GESTELLTE AUFGABE 1:
Wie viele Zeilen enthalten die Zeichenfolge "rusty", wenn Groß- und Kleinschreibung beachtet wird? Gib nur die Zahl an.

Chemiekonjunktur: Vom Haben in der Not ...
Die Hoffnung richtet sich auf die Grundchemikalien. Die Produktion zieht wieder etwas an. Das ist ein positiver Konjunkturindikator. Festigt sich dieser Trend, dann mag das Schlimmste überstanden sein.
Trotzdem werden die Unternehmen weiterhin unter starkem Kostensenkungsdruck stehen. Das kann nicht anders sein: Die Anlagen sind nur zu 72 Prozent ausgelastet. Das Produktionsniveau pendelt sich beim Stand von 2003 wieder ein. Für 2009 soll die Chemieproduktion um 10 Prozent gegenüber 2008 sinken und der Gesamtumsatz gar um 12 Prozent.
Als Führungskräfteverband können wir die Augen vor dieser Entwicklung nicht verschließen. Das hindert freilich nicht daran, sehr genau auf die Zwischentöne zu achten. In der ersten Phase der Krise war noch so etwas wie trotziger Mut der Verzweiflung in den Chefetagen zu bemerken. Es hieß, wir schließen betriebsbedingte Kündigungen aus. Es wirkte nicht so, als sei das nur Beschwichtigungskalkül gewesen. Jetzt, da man sich schon wieder auf dem aufsteigenden Ast wähnt, formuliert der VCI schon sehr viel vorsichtiger und deutlich kalkulierender: Wir werden uns bemühen, die Stammbelegschaften zu halten.

DATEN DER ÜBUNG:
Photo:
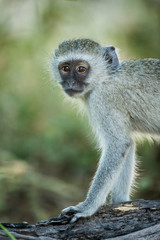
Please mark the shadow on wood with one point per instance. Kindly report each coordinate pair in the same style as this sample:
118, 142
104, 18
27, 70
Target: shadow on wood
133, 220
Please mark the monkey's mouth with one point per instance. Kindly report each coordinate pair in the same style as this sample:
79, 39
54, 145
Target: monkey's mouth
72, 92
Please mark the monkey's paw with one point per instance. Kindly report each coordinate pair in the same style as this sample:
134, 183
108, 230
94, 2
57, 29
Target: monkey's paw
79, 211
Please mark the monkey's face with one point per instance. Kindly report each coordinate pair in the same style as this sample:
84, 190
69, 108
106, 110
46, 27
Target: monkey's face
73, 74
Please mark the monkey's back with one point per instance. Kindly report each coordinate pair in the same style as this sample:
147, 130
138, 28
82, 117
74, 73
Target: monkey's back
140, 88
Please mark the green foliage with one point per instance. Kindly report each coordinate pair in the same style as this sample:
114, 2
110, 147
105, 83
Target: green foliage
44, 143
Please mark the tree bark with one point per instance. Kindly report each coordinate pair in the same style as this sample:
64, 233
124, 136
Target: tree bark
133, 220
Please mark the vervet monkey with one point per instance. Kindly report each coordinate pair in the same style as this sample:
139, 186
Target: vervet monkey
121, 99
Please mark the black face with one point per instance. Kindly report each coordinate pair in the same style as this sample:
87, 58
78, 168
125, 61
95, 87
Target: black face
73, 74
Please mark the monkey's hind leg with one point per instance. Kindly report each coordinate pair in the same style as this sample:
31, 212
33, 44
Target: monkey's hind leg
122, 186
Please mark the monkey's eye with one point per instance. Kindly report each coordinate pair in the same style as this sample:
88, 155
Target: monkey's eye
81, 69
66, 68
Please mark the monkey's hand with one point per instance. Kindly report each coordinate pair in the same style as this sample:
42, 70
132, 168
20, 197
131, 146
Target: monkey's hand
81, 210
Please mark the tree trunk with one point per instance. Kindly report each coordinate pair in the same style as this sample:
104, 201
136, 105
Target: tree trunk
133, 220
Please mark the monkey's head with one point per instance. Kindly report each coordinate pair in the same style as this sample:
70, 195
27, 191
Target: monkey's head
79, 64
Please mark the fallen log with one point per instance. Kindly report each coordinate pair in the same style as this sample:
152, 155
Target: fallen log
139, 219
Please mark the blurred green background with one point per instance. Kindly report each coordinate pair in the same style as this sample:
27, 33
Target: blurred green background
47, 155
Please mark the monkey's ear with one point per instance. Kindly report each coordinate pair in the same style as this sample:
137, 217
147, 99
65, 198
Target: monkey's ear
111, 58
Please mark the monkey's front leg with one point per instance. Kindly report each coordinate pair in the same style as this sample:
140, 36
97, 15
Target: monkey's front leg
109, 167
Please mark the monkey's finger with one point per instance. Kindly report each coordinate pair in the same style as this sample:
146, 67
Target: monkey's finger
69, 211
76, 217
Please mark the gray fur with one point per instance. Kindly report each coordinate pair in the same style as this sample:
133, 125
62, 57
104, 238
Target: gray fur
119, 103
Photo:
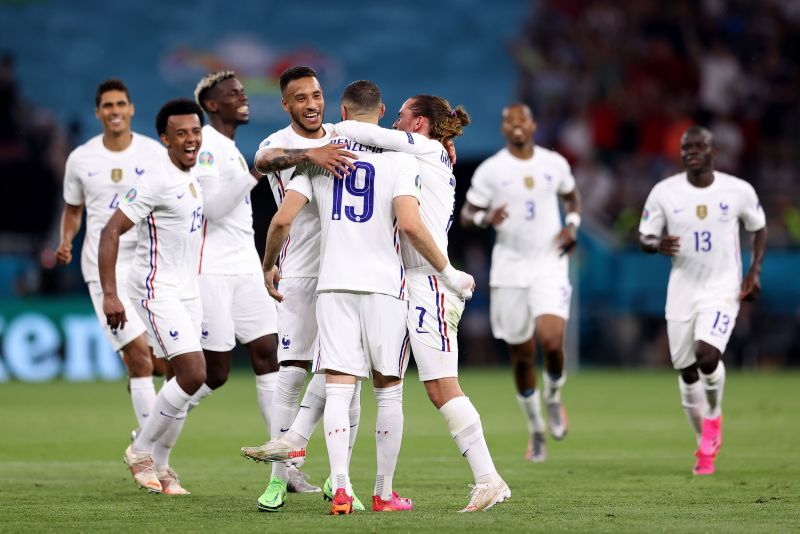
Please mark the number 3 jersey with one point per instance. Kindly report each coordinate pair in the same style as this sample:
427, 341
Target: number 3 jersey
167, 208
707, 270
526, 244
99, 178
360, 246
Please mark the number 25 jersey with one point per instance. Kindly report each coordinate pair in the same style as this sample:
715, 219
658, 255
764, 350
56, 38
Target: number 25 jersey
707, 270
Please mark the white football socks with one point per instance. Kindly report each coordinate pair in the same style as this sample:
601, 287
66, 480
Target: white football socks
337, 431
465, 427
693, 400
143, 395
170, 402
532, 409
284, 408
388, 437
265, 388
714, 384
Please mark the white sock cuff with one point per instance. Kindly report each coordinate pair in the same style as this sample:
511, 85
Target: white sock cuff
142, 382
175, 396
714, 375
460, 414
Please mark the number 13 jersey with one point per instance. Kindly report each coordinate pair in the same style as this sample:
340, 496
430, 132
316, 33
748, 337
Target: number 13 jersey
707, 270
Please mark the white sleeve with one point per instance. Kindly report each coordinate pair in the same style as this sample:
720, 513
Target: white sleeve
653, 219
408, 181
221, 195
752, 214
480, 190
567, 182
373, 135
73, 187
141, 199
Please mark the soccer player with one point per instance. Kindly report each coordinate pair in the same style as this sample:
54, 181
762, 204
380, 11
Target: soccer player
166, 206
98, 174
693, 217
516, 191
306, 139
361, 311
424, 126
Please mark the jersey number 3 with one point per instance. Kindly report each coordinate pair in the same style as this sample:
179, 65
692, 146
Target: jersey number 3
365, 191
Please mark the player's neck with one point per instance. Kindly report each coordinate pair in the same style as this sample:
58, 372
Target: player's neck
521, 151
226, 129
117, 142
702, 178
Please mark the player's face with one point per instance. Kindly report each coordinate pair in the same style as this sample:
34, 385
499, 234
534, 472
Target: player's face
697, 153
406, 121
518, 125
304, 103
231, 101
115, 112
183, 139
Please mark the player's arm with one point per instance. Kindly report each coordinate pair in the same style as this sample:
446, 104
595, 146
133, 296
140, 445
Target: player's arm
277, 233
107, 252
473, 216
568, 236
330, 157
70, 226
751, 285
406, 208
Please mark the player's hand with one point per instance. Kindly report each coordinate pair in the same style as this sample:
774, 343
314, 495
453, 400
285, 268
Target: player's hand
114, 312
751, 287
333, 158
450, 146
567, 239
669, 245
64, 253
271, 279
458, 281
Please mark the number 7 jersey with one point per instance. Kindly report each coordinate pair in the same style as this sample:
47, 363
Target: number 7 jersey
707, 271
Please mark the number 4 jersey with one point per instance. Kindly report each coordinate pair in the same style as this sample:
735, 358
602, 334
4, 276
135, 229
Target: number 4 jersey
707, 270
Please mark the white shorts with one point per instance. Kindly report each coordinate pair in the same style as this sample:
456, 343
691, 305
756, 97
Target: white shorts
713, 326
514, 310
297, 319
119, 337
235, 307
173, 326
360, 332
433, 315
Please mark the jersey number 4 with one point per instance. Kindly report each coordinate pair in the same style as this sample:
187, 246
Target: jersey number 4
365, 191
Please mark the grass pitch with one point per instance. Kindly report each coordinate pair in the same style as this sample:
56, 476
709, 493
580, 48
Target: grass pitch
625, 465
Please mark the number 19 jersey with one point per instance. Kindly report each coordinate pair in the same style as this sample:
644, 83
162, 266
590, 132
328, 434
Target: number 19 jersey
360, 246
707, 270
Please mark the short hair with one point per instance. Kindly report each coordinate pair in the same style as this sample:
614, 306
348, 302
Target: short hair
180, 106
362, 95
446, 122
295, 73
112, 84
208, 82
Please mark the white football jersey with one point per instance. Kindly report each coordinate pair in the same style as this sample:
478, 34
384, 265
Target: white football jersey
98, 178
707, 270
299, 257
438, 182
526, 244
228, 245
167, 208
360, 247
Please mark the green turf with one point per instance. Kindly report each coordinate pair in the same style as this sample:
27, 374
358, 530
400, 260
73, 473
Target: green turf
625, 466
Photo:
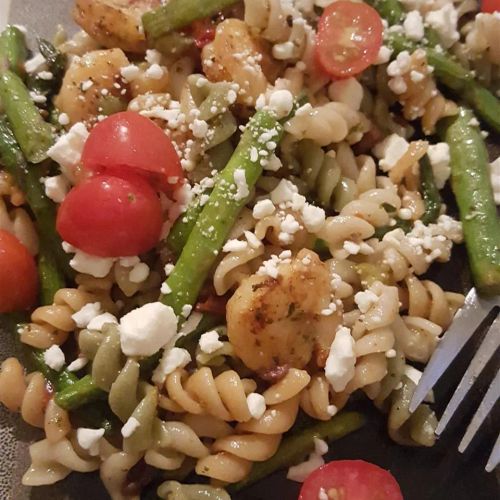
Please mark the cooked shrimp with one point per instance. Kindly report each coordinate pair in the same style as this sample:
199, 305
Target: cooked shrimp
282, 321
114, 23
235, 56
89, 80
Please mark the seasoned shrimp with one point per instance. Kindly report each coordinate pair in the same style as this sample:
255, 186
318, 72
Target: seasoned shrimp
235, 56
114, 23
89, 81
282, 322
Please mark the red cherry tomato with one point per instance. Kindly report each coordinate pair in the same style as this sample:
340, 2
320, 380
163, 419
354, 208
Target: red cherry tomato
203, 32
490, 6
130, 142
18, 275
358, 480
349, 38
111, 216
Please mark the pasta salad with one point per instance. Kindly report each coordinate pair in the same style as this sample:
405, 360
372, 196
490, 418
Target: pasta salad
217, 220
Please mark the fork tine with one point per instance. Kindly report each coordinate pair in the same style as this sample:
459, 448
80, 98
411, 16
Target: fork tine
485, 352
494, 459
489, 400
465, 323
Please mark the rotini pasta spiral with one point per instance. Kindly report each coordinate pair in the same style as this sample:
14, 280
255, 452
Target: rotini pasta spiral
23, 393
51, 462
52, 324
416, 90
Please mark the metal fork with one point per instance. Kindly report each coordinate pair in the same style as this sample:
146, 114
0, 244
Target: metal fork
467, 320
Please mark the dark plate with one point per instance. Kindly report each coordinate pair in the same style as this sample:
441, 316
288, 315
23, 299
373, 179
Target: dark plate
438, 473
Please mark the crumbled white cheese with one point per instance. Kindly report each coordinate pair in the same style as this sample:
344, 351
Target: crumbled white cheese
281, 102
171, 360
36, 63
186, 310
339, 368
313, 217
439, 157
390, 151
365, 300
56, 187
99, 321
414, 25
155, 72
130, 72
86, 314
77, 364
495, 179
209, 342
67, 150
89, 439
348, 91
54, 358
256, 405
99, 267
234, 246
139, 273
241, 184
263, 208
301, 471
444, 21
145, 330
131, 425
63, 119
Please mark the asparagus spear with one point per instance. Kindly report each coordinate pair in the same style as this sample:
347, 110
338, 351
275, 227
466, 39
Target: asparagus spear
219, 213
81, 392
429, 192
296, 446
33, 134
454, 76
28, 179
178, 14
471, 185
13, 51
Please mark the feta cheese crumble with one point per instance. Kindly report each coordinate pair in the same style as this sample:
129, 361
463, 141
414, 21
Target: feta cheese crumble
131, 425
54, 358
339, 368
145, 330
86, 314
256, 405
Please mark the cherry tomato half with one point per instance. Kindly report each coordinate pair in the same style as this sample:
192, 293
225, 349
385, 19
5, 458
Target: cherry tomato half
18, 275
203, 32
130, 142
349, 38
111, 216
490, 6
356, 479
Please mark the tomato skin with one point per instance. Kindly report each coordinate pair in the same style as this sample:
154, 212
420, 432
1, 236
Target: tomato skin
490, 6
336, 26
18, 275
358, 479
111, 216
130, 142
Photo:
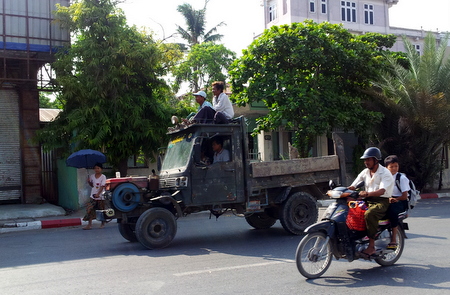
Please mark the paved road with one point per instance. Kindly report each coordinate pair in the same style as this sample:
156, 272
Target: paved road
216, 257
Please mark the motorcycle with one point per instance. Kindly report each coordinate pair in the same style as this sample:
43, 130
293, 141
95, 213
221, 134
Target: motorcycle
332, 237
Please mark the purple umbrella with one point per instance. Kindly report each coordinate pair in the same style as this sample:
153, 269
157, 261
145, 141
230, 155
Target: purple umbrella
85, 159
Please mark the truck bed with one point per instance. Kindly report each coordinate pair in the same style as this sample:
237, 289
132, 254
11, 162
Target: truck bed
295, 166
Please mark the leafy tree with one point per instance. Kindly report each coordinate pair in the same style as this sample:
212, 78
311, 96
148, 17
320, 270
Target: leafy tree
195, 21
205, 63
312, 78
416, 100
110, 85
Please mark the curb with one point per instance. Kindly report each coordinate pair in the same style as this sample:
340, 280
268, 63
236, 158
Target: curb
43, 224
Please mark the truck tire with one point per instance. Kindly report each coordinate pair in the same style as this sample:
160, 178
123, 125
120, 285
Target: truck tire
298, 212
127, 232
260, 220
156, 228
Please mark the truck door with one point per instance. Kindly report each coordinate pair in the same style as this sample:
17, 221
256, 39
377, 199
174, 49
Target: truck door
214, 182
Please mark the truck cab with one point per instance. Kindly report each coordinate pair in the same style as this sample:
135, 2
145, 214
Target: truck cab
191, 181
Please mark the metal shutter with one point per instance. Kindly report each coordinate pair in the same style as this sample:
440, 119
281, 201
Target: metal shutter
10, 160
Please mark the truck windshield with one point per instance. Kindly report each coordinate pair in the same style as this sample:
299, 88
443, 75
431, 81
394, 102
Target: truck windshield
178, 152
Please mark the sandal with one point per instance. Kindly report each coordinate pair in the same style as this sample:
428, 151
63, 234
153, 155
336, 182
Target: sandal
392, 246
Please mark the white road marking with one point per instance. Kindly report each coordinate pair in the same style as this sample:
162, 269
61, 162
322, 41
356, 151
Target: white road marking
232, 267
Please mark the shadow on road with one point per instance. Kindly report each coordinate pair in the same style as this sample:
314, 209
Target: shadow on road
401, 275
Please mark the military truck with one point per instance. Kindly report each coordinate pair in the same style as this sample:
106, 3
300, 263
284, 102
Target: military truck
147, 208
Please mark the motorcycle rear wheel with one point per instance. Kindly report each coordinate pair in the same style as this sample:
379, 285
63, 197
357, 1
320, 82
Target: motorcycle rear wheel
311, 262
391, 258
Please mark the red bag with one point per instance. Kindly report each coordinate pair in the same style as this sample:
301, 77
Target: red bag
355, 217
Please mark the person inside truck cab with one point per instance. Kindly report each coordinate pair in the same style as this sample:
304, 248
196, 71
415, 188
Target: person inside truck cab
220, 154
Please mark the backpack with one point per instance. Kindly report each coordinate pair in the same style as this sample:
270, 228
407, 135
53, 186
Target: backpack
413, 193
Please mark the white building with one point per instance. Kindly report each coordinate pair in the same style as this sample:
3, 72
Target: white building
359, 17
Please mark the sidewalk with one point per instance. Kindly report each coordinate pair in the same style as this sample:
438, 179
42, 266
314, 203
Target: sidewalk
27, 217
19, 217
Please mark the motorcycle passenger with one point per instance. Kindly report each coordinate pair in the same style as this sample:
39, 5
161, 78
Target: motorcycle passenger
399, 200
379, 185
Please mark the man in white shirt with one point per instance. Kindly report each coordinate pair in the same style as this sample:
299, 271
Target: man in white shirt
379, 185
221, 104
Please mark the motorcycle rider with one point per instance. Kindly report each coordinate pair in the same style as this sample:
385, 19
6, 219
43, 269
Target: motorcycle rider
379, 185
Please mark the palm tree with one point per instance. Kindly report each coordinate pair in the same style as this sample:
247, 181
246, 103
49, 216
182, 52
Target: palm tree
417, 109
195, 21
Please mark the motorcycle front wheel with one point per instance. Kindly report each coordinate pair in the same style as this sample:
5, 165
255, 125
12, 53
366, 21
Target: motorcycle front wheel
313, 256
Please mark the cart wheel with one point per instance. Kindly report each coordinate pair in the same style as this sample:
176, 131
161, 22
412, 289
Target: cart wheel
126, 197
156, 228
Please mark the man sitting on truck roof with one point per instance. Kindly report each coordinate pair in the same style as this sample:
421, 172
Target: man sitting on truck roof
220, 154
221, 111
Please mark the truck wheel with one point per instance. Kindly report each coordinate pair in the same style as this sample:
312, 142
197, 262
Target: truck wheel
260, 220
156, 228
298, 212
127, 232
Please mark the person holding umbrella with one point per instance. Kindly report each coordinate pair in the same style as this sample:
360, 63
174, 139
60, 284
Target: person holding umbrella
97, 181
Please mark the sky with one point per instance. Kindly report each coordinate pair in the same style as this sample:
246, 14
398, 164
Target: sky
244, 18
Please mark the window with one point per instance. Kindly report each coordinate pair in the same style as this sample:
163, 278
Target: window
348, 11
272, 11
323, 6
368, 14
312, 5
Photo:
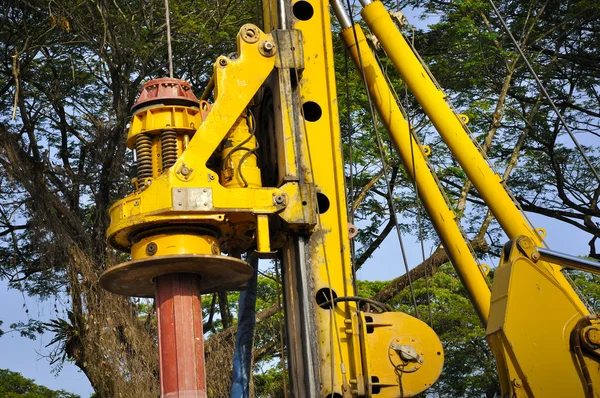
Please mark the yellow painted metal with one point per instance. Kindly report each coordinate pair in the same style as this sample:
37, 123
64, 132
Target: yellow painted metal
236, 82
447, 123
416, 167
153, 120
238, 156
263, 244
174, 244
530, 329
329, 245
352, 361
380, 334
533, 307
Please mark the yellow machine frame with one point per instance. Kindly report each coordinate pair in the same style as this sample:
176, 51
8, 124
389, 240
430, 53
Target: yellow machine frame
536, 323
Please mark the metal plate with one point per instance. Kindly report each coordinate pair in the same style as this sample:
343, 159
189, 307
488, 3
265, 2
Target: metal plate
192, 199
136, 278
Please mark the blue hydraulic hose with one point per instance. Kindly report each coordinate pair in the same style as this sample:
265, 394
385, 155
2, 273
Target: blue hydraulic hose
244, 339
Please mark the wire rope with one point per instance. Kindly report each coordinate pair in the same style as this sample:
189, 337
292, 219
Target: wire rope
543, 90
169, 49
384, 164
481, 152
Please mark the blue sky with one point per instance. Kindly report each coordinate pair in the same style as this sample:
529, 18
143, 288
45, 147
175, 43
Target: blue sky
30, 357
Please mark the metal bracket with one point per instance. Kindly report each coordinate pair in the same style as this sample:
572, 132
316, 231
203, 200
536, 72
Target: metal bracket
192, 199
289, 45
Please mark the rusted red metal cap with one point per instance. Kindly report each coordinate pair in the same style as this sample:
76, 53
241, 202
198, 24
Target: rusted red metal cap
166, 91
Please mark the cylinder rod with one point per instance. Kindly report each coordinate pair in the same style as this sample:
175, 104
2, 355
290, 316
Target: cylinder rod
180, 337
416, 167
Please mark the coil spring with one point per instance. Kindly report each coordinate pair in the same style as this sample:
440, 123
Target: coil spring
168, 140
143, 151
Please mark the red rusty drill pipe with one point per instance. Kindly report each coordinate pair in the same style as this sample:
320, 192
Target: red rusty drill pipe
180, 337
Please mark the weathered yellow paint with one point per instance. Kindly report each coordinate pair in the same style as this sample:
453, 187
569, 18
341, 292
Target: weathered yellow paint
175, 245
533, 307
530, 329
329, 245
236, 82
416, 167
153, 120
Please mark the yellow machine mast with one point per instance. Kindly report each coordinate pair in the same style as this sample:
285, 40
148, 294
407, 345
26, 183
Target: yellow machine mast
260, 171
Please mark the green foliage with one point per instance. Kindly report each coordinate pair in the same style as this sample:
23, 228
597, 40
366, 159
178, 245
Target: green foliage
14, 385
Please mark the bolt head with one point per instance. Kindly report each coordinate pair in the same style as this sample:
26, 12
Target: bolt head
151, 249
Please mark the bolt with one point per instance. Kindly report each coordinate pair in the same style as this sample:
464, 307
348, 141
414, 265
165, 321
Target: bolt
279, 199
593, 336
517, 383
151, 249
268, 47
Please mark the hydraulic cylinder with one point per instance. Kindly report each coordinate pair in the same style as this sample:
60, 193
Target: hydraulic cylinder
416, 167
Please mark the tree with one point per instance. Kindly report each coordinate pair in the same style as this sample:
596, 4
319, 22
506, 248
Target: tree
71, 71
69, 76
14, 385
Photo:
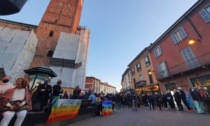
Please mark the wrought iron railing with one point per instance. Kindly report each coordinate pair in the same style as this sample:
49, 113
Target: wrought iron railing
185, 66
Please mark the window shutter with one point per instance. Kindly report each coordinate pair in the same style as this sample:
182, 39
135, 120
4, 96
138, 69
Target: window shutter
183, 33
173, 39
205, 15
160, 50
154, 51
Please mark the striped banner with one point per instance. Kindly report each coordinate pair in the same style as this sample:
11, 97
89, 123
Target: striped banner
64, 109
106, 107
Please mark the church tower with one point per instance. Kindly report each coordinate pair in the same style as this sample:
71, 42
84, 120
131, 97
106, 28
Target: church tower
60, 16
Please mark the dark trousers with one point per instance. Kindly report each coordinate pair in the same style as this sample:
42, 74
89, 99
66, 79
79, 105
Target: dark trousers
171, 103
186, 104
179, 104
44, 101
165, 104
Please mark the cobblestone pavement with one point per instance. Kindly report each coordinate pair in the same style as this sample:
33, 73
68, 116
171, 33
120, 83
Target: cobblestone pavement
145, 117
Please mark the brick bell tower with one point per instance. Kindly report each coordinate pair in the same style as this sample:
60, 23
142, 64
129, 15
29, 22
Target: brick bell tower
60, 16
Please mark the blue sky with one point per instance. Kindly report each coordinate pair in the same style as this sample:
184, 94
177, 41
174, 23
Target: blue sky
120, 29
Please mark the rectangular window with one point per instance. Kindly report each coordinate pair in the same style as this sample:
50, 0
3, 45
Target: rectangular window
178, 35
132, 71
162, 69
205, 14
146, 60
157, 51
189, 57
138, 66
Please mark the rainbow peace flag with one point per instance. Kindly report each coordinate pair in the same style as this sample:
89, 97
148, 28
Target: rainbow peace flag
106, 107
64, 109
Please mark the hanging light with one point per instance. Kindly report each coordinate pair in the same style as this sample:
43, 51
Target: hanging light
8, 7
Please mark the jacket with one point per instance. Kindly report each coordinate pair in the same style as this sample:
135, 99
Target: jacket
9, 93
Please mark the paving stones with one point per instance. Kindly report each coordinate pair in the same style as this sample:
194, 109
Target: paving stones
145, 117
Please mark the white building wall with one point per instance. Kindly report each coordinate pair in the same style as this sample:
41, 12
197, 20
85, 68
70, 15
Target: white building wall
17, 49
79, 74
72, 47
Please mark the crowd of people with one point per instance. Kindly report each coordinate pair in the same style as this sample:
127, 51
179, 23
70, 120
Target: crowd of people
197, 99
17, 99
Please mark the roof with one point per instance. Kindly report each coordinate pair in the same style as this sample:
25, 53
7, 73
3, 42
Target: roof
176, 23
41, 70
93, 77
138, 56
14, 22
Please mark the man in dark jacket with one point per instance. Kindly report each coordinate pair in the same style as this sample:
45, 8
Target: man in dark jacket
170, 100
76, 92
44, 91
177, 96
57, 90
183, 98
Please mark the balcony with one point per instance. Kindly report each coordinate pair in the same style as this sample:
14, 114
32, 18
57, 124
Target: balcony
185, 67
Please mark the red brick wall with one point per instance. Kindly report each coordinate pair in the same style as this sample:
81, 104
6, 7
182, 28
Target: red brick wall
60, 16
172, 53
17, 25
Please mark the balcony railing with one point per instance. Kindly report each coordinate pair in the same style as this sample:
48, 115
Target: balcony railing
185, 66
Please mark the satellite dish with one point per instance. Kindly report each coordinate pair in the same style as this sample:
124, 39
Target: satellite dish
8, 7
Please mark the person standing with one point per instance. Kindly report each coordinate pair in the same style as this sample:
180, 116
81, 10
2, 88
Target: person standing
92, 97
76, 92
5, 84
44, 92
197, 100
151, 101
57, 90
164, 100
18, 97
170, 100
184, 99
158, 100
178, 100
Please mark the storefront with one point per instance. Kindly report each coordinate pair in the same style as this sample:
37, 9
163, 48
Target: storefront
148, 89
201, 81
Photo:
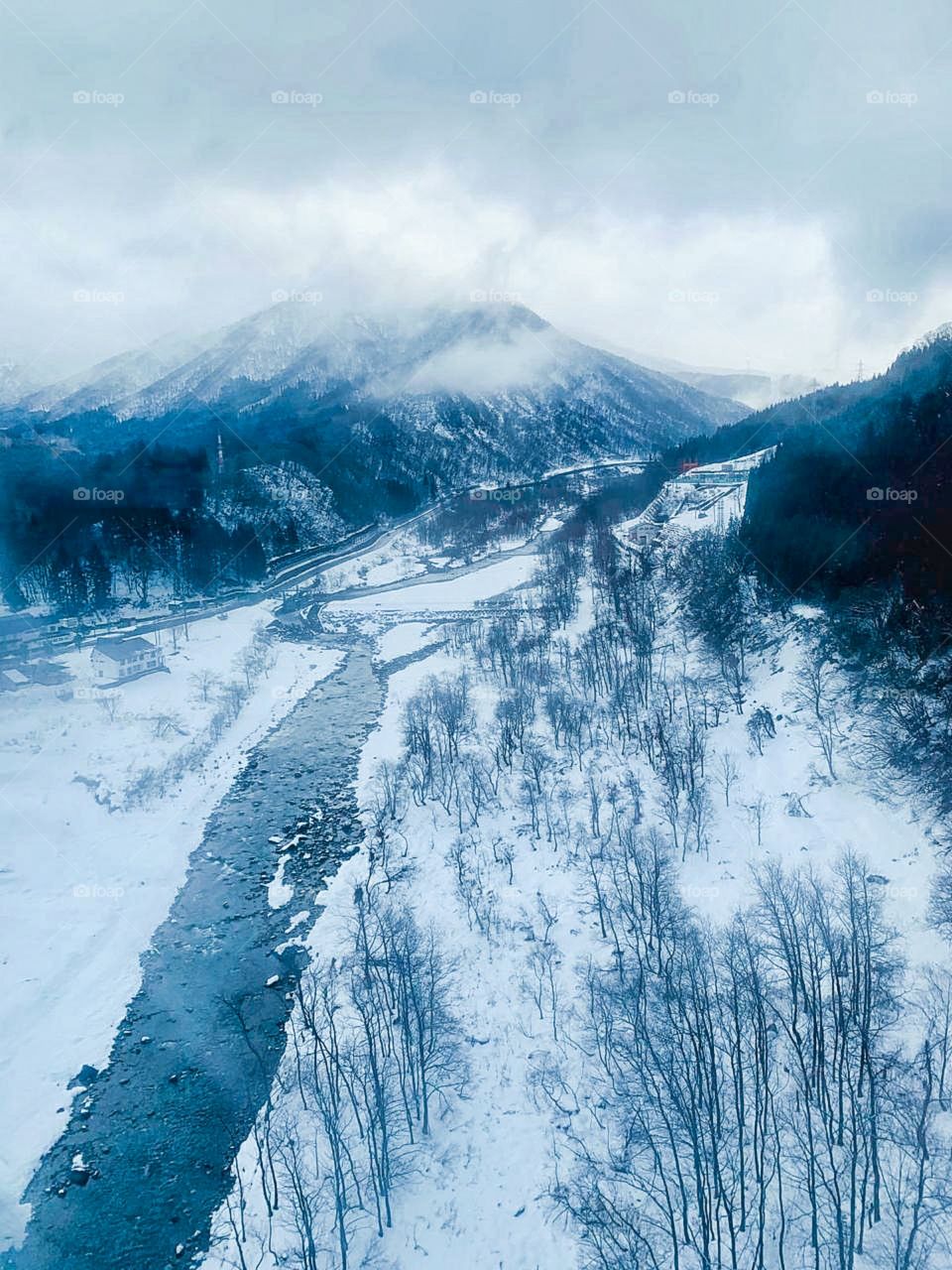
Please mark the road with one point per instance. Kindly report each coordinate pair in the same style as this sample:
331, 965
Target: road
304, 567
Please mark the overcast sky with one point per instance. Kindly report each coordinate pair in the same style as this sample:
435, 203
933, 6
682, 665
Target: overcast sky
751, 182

GESTELLTE AUFGABE 2:
Um wie viel Prozent soll der Gesamtumsatz laut dem Seitentext 2009 sinken?

ANTWORT 1:
2

ANTWORT 2:
Um 12 Prozent gegenüber 2008.